= WHAT YOU NEED TO DO =
1. Answer these questions about the holiday post below, one per line:
(a) Why did an extra house guest come to stay?
(b) What is the weather doing at the moment of writing?
(c) According to the joke, how did Sir Cumference get so big?
2. Pick up the holiday post below after its last line and write the next few lines in the same style.

= DOCUMENT TEXT =
------------------------------

Well, Christmas is past for another year.
We have had a lovely time- we had an extra house guest as a friend had a burst pipe on Christmas eve.
Finally the hold of ice and snow has been loosened- it is raining at the moment, revealing slowly retreating treacherous sheets of wet ice.
Not a day to venture far from the fireside.
So as is my tradition, I think it is time for some bad cracker-type jokes (thanks Isobel for the raw material!)
Firstly for the numbers people–
Apparently the fattest knight at King Arthur’s round table was the very well fed Sir Cumference. He acquired his size from consuming too much pi.
Next, for the geographers-
I thought I saw an eye doctor on an Alaskan island, but it turned out to be
an optical Aleutian
Now for the hardened drinkers-
She was only a whiskey maker, but he loved her still.
And the non-believers-
Atheism- the non-prophet organization.

------------------------------

= SUPPLIED INFORMATION =
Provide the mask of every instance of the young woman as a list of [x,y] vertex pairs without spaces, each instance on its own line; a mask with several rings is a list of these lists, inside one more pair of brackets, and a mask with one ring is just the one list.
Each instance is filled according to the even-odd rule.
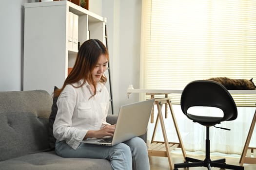
[[113,135],[115,125],[106,121],[110,99],[104,72],[108,60],[101,42],[85,41],[62,87],[55,91],[55,96],[59,96],[53,125],[56,153],[64,157],[106,159],[114,170],[149,170],[147,148],[139,137],[113,146],[80,142]]

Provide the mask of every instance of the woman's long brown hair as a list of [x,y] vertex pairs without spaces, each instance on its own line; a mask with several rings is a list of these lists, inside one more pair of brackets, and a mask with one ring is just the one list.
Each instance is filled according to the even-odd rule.
[[[85,41],[79,49],[71,72],[66,78],[62,88],[55,90],[54,96],[59,96],[67,85],[72,85],[82,79],[84,81],[80,85],[74,87],[81,87],[88,81],[92,82],[94,89],[96,89],[97,82],[93,79],[92,72],[98,64],[99,56],[102,54],[106,56],[108,61],[109,57],[108,50],[100,41],[91,39]],[[105,84],[107,78],[103,74],[99,82]],[[95,90],[92,96],[96,94],[96,90]]]

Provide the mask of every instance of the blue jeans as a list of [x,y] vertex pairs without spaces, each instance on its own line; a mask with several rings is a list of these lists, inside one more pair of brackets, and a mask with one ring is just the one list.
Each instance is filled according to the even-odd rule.
[[134,137],[113,146],[81,143],[74,150],[65,141],[57,140],[57,154],[63,157],[105,159],[114,170],[149,170],[147,147],[144,140]]

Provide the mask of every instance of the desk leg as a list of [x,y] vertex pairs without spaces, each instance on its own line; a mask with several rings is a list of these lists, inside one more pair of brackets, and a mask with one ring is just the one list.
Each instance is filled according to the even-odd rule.
[[[150,96],[151,99],[154,99],[155,98],[154,95],[151,95]],[[151,112],[151,116],[150,116],[150,123],[154,123],[154,106],[153,105],[153,108],[152,109],[152,112]]]
[[[249,145],[250,144],[250,141],[251,141],[251,138],[252,138],[252,136],[253,135],[253,133],[254,129],[254,127],[255,126],[255,123],[256,122],[256,110],[254,113],[254,118],[252,120],[252,124],[251,124],[251,127],[250,127],[248,135],[247,135],[247,137],[246,138],[246,140],[244,144],[244,147],[243,149],[243,152],[242,154],[241,155],[241,158],[240,158],[240,161],[239,162],[240,166],[243,166],[243,164],[245,163],[254,163],[256,164],[256,158],[246,158],[246,153],[247,150],[248,150]],[[248,161],[247,161],[248,160]]]
[[154,141],[155,140],[155,137],[156,137],[156,134],[157,133],[157,128],[158,127],[158,123],[159,122],[159,116],[158,114],[158,116],[157,116],[157,120],[156,120],[156,124],[155,124],[155,127],[154,127],[154,131],[152,135],[152,138],[151,138],[151,141],[150,142],[150,143],[153,143]]
[[182,154],[183,155],[184,159],[185,159],[186,156],[186,152],[185,151],[185,148],[184,147],[183,143],[182,142],[182,139],[181,139],[181,136],[179,133],[179,130],[178,130],[178,124],[176,121],[176,119],[175,118],[175,116],[174,115],[174,112],[173,109],[173,107],[172,106],[172,103],[169,100],[167,101],[170,110],[171,111],[171,114],[172,114],[172,117],[173,118],[173,120],[175,127],[175,129],[176,130],[176,133],[178,136],[178,141],[179,142],[179,147],[181,149],[181,151],[182,152]]
[[171,160],[171,155],[170,148],[169,147],[168,140],[167,139],[167,136],[166,135],[166,131],[165,131],[165,126],[164,125],[164,122],[163,121],[163,115],[162,115],[162,105],[159,105],[158,102],[157,104],[158,110],[158,116],[159,116],[159,119],[160,120],[160,123],[161,124],[161,128],[162,129],[162,132],[163,133],[163,140],[164,141],[164,145],[165,146],[165,149],[166,151],[166,154],[168,159],[169,165],[170,166],[170,170],[173,170],[174,165],[172,163],[172,160]]

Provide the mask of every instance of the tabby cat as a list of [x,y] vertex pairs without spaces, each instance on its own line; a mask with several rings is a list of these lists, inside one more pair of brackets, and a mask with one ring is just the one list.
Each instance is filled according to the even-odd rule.
[[223,85],[228,90],[255,90],[256,88],[253,78],[247,79],[234,79],[229,78],[215,77],[209,79]]

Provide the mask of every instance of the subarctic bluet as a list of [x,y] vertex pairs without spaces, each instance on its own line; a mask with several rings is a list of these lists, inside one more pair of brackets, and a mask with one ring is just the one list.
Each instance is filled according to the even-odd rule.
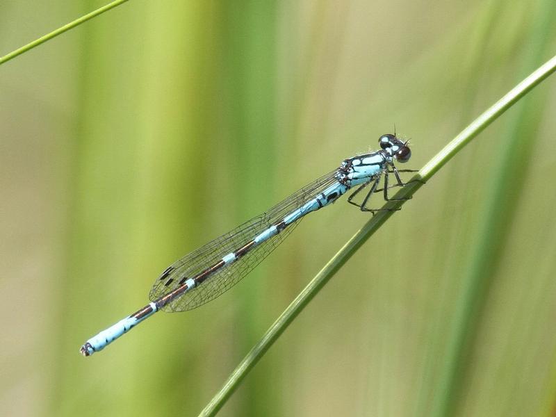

------------------------------

= ANSWERS TO THIS EXERCISE =
1.
(a) A friend had a burst pipe on Christmas Eve.
(b) It is raining.
(c) He ate too much pi.

2.
For the sporty types-
He wondered why the ball just kept getting bigger. Then it hit him.
And my fellow poets-
Did you hear about the backward poet? He writes inverse.
For the engineers-
Two fish swim into a concrete wall. One turns to the other and says ‘Dam!’
For the long in the tooth-
Did you hear about the Sadistic Buddhist Dentist? His goal: to transcend dental medication.
And finally- for my fellow canoeists-
Two Eskimos sitting in a kayak were chilly so they lit a fire in the craft.
Unsurprisingly it sank, proving once again that you can’t have your kayak and heat it.